##### RECORDS FOR THIS TASK #####

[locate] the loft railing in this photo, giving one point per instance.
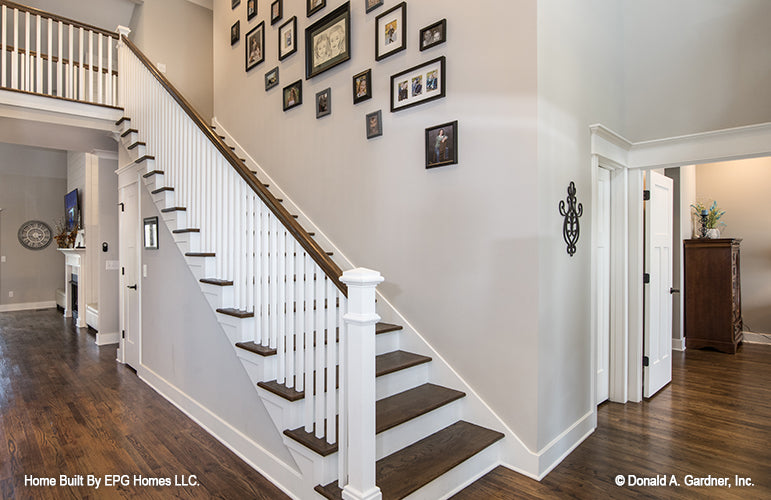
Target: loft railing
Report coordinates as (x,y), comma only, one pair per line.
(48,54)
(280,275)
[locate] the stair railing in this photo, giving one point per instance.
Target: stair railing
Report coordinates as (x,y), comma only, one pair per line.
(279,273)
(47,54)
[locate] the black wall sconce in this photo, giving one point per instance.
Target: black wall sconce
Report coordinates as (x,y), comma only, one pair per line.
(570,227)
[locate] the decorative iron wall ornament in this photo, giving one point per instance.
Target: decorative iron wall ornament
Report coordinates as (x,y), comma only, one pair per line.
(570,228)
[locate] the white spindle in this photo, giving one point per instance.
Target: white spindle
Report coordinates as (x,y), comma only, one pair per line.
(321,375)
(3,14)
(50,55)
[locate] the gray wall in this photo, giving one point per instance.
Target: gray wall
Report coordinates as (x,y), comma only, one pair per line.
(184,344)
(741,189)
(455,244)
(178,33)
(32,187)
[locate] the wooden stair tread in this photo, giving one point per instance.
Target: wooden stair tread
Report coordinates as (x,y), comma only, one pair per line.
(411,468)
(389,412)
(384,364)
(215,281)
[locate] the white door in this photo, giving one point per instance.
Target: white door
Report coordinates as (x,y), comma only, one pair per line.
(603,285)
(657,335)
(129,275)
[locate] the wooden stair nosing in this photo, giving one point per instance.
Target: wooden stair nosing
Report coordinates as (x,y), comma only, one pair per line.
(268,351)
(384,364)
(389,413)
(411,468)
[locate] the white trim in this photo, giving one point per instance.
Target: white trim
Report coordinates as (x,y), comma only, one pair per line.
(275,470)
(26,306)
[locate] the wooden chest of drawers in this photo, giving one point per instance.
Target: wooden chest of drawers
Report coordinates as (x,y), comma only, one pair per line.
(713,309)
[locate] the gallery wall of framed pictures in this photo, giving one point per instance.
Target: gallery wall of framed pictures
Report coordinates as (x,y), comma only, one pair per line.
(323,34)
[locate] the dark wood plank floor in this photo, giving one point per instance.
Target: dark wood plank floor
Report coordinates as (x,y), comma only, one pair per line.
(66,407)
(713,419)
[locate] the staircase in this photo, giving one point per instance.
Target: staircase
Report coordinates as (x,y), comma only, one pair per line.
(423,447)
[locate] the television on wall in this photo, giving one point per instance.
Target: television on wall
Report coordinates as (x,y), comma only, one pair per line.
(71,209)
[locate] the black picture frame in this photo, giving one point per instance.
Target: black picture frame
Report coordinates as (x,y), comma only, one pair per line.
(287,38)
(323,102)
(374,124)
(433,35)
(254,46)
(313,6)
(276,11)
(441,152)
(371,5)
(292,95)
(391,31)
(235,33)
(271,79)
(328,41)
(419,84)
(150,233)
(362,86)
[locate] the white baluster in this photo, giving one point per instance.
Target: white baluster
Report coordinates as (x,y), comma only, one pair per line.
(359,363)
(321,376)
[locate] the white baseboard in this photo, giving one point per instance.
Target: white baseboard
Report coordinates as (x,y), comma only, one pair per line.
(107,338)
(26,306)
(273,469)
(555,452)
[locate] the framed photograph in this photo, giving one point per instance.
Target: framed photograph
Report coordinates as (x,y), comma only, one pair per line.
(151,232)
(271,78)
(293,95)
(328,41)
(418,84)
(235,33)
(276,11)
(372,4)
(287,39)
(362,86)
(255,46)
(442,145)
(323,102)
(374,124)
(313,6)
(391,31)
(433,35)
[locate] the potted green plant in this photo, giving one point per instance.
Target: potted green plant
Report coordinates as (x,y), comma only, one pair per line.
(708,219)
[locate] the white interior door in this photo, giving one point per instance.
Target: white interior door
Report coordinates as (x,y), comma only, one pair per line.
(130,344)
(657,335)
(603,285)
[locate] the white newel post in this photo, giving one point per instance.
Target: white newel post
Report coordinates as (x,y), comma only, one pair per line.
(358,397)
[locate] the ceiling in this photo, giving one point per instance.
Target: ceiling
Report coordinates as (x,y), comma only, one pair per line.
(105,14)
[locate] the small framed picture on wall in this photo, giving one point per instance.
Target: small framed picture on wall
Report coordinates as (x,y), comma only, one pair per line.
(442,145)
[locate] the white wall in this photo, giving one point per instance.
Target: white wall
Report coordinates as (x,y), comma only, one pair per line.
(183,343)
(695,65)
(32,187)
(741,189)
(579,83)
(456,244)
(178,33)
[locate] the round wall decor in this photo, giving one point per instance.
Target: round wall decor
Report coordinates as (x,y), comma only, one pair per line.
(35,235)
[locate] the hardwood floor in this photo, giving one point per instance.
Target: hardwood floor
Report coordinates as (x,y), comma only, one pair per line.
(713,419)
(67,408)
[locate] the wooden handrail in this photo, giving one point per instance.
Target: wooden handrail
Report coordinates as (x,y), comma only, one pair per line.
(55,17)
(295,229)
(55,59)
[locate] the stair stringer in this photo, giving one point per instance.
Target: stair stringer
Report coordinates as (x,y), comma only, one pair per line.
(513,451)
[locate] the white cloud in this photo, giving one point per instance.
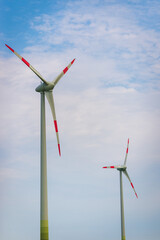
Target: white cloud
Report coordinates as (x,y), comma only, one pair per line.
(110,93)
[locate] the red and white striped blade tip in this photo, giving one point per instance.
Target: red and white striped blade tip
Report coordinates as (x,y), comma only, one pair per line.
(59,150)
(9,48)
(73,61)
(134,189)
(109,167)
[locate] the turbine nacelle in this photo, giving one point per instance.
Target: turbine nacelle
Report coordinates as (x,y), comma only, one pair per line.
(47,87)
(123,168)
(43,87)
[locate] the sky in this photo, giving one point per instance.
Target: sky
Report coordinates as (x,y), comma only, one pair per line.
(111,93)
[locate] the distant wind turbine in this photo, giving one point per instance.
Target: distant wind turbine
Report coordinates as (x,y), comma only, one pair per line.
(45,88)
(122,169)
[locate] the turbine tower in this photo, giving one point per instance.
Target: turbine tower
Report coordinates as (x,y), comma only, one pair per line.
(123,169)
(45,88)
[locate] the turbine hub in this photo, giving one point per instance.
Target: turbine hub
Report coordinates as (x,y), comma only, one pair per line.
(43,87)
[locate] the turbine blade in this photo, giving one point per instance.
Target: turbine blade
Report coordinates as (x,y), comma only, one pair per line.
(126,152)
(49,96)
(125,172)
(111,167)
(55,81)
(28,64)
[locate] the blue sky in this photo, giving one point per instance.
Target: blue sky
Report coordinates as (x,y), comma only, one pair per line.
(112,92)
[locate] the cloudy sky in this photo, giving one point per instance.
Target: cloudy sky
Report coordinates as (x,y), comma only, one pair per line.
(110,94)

#####

**GOAL OF THE EXERCISE**. Extract every line above containing the word "potted".

**SOLVED EXERCISE**.
[locate] the potted green plant in this photo, giving one point per instance.
Target: potted green plant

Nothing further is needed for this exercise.